╔══

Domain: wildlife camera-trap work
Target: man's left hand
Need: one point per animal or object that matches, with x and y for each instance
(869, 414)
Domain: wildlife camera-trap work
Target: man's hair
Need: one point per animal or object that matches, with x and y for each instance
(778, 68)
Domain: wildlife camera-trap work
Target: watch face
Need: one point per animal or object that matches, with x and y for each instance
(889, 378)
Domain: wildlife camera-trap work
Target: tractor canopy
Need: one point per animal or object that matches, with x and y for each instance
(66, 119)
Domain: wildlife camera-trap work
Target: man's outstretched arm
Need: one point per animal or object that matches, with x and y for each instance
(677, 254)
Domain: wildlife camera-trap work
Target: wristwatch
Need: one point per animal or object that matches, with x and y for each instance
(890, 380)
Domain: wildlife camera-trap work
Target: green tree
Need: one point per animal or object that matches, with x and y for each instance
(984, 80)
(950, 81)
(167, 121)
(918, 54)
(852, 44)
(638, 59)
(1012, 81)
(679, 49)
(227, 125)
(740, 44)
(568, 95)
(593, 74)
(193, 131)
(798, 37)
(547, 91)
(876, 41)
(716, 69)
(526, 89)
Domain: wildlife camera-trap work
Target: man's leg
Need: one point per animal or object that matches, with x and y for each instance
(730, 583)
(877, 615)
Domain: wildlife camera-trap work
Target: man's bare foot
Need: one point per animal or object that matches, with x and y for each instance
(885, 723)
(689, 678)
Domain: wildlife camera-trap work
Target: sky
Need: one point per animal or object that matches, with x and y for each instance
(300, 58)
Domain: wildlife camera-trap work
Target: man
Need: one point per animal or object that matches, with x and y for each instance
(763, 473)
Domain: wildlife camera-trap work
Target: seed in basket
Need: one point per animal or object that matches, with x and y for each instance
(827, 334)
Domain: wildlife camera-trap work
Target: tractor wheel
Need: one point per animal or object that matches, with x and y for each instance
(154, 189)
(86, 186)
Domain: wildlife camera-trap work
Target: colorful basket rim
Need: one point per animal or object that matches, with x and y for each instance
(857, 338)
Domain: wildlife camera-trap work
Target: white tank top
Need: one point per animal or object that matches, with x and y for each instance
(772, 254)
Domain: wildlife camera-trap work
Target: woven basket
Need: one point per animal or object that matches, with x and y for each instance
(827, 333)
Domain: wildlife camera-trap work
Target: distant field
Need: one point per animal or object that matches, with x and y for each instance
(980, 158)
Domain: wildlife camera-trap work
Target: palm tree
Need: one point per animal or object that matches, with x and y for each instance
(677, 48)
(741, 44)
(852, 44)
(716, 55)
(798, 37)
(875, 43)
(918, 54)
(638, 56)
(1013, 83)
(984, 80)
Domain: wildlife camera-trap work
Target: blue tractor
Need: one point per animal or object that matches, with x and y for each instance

╚══

» THE EXERCISE
Set down all of the data above, word for word.

» SOLUTION TO THE PROBLEM
Domain: wildlife camera-trap work
Target: man's left hand
Need: one point per animal or object that matches, with x and y for each instance
(869, 414)
Domain: wildlife camera-trap work
Target: man's hair
Need: one point per animal or object that matches, with x and y for each instance
(778, 68)
Domain: wildlife camera-trap work
Target: watch face
Need: one point per animal or object that matches, with x and y for each instance
(889, 378)
Domain: wildlife camera-trap work
Target: tractor canopy
Need: one point per animal or object that matches, with x and y for each instance
(66, 119)
Domain: wildlife camera-trap work
Target: man's outstretched arm
Need: one point per animal or object that matches, with x and y for each instance
(677, 254)
Domain: wildlife camera-trap work
Target: wristwatch
Need: one point per animal or object that matches, with x and y for each instance
(890, 380)
Domain: wildlife camera-trap work
Target: green tree
Need: one point per animal or object that matches, with x and y for each instance
(984, 80)
(950, 81)
(167, 121)
(918, 54)
(852, 44)
(638, 59)
(1012, 81)
(679, 49)
(227, 125)
(740, 44)
(568, 95)
(593, 74)
(193, 131)
(798, 37)
(547, 91)
(876, 41)
(716, 69)
(526, 89)
Domain: wildlife camera-trap work
Target: man's leg
Need: one point per animal or object that matches, with x and y for each instance
(730, 583)
(877, 615)
Domain: wildlife camera-trap work
Target: man's bare foot
Need: one point per animal or object that matches, with x and y for each instance
(885, 723)
(689, 678)
Domain: wildlife camera-trap work
Target: sky
Need: one point per animal or object that matches, with x and y for each instance
(300, 58)
Domain: wildlife camera-trap work
Target: man
Need: one point per animal or object that matches, with x and y for each instance
(763, 473)
Domain: wildlife camera-trap work
Target: seed in basket
Need: one point per animal or object that matches, with x and y for each instance
(827, 334)
Domain: wildlife camera-trap work
Target: tractor wheel
Need: one point per animal or object that matches, with x and y for each instance
(154, 189)
(86, 186)
Domain: wildlife camera-trap work
Target: colorful basket rim
Need: one point per animal or object that matches, with x and y for each instance
(857, 338)
Domain: wildlife camera-trap work
Target: white tank top
Need: one point per animal or object that matches, with x and y for each instance
(772, 254)
Domain: wildlife camera-trap work
Target: woven basket
Need: one point per animal or object that matches, with x and y for each instance
(827, 333)
Domain: wildlife camera-trap work
Target: distant field
Need: one point per animal or object that matches, with x and y for each instance
(980, 158)
Domain: wildlife camera-trap work
Target: palm tree
Need: one point per animal or object that matches, with x and y for each instance
(677, 48)
(741, 44)
(852, 44)
(716, 55)
(798, 37)
(875, 43)
(918, 54)
(638, 56)
(1013, 83)
(984, 80)
Domain: wildlife camera-trap work
Target: blue tractor
Need: one point per animal or object that matches, with x and y for each instance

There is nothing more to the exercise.